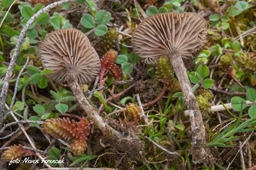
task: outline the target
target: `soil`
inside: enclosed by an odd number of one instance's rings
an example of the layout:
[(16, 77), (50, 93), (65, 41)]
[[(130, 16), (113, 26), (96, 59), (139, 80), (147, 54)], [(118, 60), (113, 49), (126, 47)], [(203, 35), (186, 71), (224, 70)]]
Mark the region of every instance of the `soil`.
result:
[(140, 80), (134, 88), (134, 91), (140, 95), (141, 102), (148, 102), (154, 99), (159, 94), (158, 82), (154, 82), (151, 79)]

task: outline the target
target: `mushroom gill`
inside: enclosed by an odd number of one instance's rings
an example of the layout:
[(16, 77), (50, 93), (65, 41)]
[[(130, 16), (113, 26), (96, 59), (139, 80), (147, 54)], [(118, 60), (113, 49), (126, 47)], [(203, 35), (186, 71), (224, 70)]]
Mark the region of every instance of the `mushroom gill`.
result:
[(143, 58), (156, 59), (179, 52), (191, 59), (206, 41), (206, 22), (194, 13), (159, 13), (147, 18), (137, 27), (132, 42)]
[(93, 81), (99, 74), (100, 63), (87, 36), (76, 29), (55, 31), (41, 43), (40, 54), (45, 68), (52, 70), (51, 78), (63, 83), (68, 73), (80, 84)]

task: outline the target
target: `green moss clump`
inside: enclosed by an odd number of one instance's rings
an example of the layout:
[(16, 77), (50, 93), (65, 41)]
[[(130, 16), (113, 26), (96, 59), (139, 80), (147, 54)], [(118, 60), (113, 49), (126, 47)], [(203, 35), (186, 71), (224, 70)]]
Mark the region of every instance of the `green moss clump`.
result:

> Required task
Output all of the entries verbatim, leaving out any images.

> Task answer
task: outline the target
target: `soil`
inside: enclosed by an odd number of one instance's rings
an example of the layout:
[(16, 77), (50, 93), (65, 41)]
[[(130, 16), (113, 26), (96, 59), (139, 80), (147, 54)], [(118, 60), (113, 49), (126, 47)], [(203, 35), (186, 71), (224, 70)]]
Mark the region of every instance of the `soil`.
result:
[(140, 80), (134, 88), (134, 91), (140, 95), (141, 102), (148, 102), (154, 99), (159, 94), (158, 82), (154, 82), (151, 79)]

task: outline the target
target: `mushroom gill`
inside: enclosed by an odd number of one instance's rings
an example of the layout:
[(16, 77), (50, 93), (65, 41)]
[[(130, 16), (113, 26), (96, 59), (139, 80), (147, 54)], [(118, 60), (113, 49), (126, 47)], [(203, 35), (186, 71), (224, 70)]]
Mark the region of every instance of the `mushroom gill`.
result:
[(143, 58), (156, 59), (179, 52), (191, 59), (206, 41), (206, 22), (194, 13), (159, 13), (147, 18), (137, 27), (132, 42)]
[(93, 81), (99, 74), (100, 63), (87, 36), (76, 29), (55, 31), (41, 43), (40, 54), (45, 68), (52, 70), (51, 78), (63, 83), (68, 73), (80, 84)]

task: outline the target
target: `green moss clump`
inside: enclosed by an odd number of one instance's rings
an example of the layout:
[(16, 77), (50, 93), (65, 41)]
[[(130, 16), (113, 26), (96, 59), (139, 80), (147, 54)], [(118, 60), (113, 49), (126, 47)], [(203, 35), (186, 71), (224, 70)]]
Mark the region of every instance of the `green moss clump`.
result:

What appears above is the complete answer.